Exercise directions =
Gather each line in the listing below that contains the word "stadium".

***** The data

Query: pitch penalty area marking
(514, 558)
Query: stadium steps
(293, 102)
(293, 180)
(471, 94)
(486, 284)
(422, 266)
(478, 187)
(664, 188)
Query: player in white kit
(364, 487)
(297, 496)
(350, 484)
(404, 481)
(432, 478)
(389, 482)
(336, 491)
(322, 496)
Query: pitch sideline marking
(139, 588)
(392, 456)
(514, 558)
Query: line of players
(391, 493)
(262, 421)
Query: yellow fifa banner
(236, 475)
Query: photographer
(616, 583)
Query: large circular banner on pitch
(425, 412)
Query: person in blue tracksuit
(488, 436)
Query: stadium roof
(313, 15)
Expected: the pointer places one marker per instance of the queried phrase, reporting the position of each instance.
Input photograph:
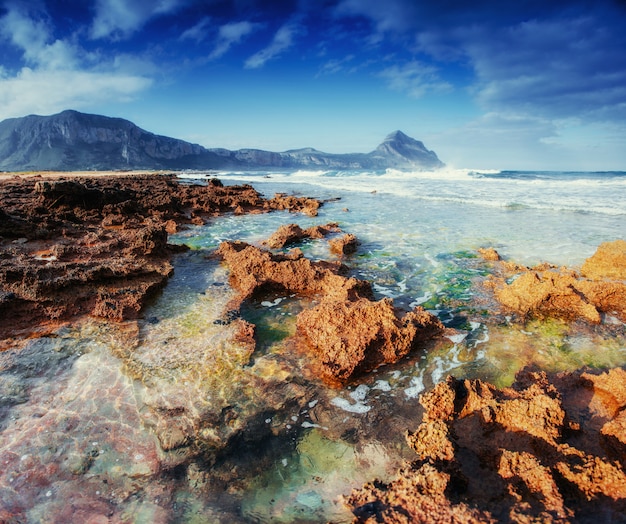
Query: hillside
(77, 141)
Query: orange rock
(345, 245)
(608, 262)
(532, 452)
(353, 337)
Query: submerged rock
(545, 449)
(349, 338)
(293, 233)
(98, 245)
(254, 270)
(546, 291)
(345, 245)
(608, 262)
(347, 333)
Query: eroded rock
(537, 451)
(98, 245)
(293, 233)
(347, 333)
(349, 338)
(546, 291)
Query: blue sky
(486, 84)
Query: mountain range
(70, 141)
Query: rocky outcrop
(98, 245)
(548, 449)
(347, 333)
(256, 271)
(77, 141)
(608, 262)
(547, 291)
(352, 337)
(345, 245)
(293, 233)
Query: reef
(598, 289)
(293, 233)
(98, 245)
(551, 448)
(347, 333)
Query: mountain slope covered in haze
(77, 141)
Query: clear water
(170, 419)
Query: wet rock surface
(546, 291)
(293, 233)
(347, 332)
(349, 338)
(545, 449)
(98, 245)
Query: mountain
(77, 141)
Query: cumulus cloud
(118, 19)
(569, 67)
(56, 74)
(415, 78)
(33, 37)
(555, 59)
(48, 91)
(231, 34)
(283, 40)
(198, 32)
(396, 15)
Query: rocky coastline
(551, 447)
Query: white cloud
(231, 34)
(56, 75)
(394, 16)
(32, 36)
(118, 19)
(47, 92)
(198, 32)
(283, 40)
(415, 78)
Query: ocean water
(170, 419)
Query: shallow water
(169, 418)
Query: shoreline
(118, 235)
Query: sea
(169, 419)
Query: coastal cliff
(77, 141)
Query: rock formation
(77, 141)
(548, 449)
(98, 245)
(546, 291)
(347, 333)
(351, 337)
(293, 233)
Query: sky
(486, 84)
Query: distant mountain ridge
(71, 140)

**********
***** The data

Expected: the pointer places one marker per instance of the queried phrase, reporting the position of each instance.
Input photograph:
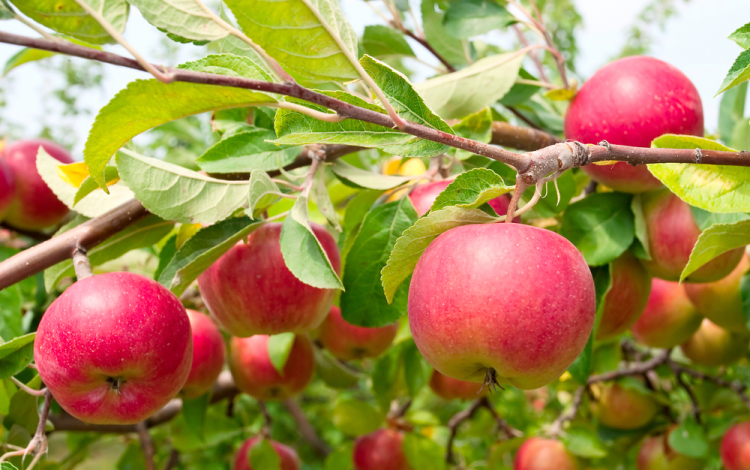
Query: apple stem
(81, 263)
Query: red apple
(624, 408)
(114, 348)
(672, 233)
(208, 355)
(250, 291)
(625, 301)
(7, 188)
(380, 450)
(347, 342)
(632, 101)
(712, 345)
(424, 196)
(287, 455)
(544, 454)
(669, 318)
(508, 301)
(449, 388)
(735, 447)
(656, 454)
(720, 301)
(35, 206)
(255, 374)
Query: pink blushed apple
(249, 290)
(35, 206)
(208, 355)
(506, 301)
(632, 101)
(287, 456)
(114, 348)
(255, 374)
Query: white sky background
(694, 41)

**********

Answer =
Query: stadium steps
Query: stadium roof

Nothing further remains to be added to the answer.